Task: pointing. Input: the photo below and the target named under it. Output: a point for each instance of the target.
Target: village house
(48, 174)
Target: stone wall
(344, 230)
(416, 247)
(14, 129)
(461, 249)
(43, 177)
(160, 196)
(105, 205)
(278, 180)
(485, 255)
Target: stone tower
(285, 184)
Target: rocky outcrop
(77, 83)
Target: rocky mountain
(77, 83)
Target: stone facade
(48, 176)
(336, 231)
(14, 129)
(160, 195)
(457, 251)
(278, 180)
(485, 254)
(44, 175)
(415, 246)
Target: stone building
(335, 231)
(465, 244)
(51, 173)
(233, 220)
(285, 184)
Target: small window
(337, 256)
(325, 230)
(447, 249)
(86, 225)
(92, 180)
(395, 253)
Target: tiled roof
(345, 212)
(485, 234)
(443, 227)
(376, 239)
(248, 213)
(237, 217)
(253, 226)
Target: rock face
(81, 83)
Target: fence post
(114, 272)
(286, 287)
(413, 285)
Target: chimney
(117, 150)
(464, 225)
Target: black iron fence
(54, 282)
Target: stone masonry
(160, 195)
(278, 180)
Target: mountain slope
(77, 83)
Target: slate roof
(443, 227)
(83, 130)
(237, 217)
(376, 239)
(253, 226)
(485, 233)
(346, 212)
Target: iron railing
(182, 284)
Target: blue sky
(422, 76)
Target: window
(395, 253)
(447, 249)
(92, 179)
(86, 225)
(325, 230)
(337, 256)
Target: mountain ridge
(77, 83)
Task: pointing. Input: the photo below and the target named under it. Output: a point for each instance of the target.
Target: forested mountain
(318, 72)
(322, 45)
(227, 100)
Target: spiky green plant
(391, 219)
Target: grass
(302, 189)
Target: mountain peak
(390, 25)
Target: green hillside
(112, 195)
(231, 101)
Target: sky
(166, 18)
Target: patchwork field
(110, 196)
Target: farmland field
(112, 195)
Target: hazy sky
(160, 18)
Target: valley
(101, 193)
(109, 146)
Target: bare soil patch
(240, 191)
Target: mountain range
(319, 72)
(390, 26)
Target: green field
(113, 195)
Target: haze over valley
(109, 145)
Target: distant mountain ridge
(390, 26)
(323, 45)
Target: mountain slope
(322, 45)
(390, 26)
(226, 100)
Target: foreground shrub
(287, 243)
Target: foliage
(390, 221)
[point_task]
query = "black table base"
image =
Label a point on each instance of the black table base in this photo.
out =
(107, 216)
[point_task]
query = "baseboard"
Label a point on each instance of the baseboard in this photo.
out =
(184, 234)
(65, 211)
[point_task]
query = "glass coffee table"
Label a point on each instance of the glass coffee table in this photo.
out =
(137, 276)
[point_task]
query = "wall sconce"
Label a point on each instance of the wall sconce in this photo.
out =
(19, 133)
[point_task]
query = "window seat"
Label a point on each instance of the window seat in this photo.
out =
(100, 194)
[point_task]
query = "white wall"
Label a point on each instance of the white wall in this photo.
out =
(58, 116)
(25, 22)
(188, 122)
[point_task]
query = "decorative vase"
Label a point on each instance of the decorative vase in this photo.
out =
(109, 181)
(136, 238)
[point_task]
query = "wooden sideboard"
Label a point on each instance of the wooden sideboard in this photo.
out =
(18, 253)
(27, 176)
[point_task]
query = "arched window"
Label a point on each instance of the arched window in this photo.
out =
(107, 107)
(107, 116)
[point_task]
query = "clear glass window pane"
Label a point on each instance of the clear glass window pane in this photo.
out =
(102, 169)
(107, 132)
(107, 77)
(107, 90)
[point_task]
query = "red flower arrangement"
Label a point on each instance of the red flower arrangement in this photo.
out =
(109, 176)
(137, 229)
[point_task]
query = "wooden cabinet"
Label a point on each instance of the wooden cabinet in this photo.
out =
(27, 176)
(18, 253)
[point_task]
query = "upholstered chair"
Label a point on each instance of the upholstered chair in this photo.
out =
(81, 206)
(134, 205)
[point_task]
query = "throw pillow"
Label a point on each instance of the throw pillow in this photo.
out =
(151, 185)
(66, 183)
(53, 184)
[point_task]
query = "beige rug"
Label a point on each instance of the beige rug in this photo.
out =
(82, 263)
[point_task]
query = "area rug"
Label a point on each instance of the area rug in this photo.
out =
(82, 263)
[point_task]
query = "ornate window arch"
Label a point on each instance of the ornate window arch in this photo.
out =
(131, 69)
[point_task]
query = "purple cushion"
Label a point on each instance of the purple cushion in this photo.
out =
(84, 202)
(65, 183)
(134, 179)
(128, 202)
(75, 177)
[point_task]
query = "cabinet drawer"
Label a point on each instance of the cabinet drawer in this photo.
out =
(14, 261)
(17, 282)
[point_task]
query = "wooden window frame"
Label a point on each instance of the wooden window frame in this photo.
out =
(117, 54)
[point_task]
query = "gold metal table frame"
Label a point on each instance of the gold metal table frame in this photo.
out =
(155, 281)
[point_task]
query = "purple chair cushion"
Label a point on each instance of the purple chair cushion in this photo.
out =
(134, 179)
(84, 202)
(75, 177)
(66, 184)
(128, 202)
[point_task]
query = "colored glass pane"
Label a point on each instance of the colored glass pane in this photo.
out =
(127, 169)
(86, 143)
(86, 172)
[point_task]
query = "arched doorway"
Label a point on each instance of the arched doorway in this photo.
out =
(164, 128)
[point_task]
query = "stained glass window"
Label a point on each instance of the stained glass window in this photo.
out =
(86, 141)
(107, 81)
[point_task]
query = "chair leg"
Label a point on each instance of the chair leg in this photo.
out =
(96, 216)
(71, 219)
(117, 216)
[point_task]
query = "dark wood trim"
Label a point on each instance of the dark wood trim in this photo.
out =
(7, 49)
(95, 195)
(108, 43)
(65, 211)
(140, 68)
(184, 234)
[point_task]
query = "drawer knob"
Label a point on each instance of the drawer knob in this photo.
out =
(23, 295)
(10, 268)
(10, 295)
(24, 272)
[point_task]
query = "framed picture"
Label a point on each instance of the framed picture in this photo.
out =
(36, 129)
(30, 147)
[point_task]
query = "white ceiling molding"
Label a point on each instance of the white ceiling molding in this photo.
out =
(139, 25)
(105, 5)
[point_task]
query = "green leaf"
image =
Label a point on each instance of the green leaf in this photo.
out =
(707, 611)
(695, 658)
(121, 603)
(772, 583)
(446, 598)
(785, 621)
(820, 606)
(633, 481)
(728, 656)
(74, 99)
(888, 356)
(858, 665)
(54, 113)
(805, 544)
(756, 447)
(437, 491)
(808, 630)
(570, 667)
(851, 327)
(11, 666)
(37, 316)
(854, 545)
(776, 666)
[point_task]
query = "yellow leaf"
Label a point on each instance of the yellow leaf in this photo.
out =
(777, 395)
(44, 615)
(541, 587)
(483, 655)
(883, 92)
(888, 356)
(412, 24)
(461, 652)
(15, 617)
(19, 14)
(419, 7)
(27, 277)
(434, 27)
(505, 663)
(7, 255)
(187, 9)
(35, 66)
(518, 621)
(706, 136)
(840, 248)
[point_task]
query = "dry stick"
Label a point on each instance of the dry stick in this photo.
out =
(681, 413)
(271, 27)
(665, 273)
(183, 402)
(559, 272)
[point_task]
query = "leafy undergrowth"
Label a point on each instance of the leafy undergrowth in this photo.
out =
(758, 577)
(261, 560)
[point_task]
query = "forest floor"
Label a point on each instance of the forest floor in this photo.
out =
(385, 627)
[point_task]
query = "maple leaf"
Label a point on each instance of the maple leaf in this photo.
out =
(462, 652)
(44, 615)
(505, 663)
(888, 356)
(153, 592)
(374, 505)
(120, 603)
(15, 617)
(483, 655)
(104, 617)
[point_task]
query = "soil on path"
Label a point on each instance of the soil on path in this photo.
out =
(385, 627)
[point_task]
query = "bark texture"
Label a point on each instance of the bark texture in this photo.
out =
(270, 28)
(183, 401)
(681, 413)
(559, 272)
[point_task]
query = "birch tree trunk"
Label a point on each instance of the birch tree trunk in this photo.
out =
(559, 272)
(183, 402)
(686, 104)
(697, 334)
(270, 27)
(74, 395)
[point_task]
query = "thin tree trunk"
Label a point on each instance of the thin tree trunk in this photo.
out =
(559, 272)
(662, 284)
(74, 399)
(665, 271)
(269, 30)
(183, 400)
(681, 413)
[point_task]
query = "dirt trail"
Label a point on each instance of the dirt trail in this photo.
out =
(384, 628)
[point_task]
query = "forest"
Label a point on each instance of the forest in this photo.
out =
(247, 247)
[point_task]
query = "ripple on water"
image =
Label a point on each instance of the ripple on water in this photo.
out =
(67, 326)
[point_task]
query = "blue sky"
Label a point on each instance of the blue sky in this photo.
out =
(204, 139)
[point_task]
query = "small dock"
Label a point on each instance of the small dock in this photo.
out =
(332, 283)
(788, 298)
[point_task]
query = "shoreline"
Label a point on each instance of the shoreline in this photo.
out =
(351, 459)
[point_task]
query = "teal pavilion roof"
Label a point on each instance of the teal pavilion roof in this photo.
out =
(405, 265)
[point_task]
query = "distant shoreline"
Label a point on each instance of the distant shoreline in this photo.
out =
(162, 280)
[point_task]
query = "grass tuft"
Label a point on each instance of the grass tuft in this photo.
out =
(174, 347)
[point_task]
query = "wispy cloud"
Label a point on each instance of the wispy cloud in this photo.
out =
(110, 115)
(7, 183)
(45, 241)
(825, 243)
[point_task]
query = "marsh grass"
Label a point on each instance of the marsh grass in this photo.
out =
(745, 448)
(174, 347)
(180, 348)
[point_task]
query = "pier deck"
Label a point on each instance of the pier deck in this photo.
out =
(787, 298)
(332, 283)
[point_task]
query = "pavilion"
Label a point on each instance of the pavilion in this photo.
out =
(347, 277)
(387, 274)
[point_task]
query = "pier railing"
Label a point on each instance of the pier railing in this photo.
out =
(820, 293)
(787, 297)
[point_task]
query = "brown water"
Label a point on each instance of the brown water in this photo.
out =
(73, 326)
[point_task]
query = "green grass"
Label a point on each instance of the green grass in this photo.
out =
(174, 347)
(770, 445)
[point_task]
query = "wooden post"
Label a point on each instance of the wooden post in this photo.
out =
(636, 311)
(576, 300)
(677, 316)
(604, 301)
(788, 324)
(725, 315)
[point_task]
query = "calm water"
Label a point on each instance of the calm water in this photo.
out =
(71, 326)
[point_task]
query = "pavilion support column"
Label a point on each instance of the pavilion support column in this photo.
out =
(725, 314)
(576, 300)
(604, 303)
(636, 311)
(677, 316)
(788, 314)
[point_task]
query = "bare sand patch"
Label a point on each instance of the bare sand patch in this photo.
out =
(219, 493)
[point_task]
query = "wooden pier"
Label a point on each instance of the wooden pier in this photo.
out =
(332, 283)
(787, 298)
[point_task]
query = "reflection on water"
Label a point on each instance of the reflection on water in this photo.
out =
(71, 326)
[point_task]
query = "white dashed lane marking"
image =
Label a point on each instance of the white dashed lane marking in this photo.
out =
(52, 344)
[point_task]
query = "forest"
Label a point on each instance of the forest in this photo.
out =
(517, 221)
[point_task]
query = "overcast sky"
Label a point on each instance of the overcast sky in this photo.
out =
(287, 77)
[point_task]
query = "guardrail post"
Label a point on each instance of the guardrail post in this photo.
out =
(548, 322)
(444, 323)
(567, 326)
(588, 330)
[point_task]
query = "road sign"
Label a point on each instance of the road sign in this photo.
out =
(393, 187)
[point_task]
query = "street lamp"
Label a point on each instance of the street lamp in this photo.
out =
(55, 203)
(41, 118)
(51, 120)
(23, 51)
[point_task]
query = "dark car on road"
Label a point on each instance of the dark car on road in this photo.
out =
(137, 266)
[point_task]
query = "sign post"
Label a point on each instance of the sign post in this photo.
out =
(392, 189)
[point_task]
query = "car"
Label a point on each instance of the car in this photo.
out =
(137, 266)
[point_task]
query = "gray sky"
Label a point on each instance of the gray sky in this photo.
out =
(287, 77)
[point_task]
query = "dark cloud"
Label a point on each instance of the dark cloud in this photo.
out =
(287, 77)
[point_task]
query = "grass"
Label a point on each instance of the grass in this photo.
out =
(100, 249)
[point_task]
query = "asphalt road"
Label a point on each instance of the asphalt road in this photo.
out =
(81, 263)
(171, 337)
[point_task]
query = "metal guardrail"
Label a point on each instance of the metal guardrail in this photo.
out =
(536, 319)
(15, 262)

+-------+

Your goal: The expected answer is a copy of each line in the records that holds the word "yellow".

Response below:
query = "yellow leaf"
Label a point on each instance of the yellow leaf in this photo.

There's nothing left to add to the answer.